EXERCISE DESCRIPTION
Check each line of the material below, and copy it if it holds the string "target".

------------------------------------------------

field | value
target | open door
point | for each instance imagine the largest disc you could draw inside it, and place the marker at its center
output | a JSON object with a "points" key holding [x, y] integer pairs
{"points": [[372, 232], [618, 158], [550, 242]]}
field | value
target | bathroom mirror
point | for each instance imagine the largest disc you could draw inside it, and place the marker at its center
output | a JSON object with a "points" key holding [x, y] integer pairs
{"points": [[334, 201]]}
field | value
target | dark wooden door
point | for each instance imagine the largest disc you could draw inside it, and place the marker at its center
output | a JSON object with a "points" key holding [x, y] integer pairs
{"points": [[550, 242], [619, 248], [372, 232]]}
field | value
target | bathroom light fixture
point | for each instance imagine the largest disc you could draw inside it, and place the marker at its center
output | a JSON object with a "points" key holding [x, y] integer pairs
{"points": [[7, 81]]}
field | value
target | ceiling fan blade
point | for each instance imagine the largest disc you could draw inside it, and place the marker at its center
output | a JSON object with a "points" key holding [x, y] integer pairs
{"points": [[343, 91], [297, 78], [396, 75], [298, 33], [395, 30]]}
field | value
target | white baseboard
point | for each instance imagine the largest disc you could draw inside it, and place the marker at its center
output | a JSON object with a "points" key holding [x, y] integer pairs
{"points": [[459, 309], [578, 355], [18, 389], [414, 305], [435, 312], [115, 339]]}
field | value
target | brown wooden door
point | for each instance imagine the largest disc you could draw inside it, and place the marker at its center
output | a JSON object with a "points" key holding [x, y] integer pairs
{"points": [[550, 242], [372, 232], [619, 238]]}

------------------------------------------------

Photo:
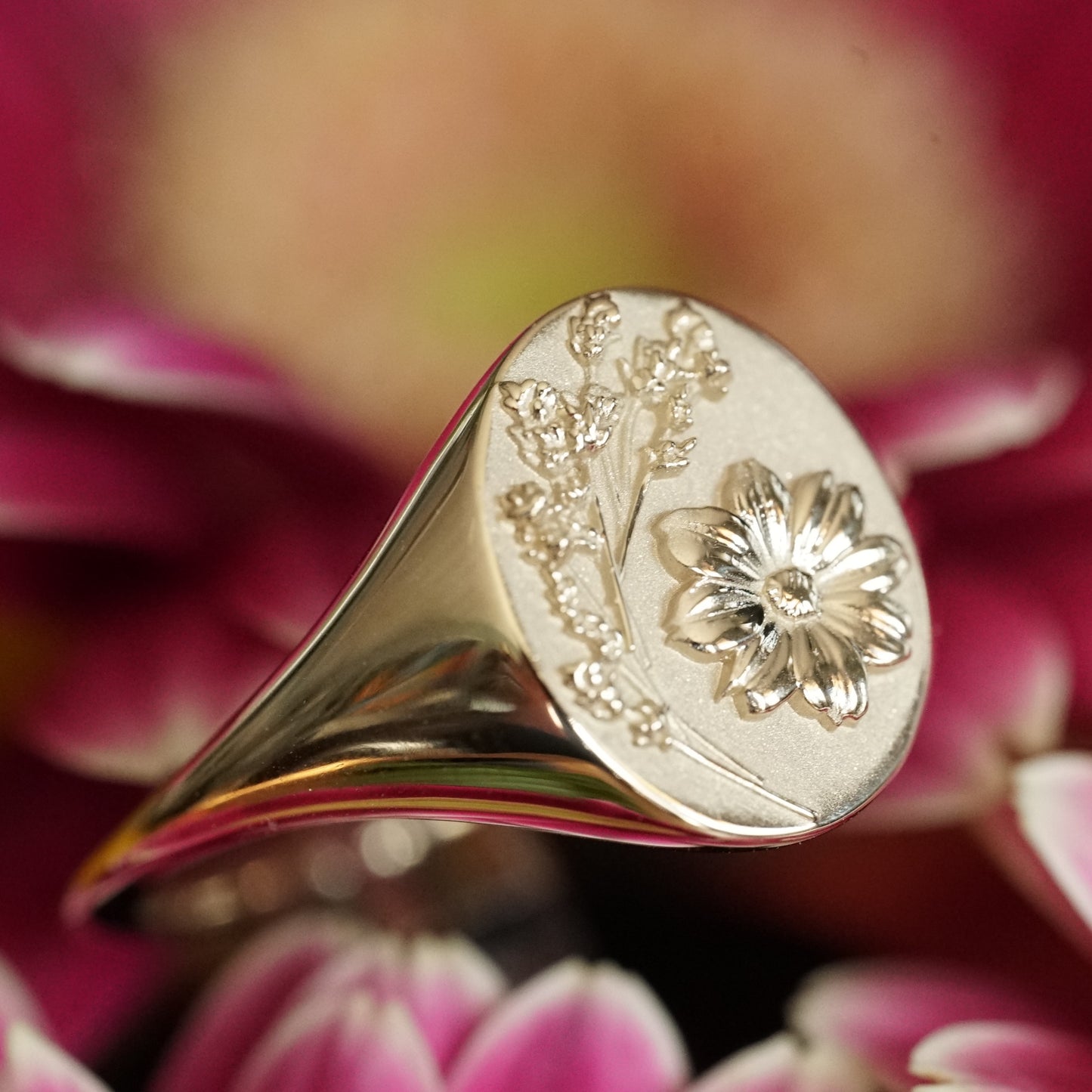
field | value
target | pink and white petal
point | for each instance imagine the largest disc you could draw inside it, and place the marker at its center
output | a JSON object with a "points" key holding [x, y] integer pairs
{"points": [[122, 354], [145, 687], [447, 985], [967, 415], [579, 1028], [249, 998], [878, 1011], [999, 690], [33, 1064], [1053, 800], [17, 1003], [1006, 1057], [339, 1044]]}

------------------------------------------------

EXERCISE RESPONSE
target | open door
target | bathroom mirror
target | dark wooden door
target | bathroom light fixture
target | ceiling fan blade
target | white baseboard
target | brown wooden door
target | pink and white petal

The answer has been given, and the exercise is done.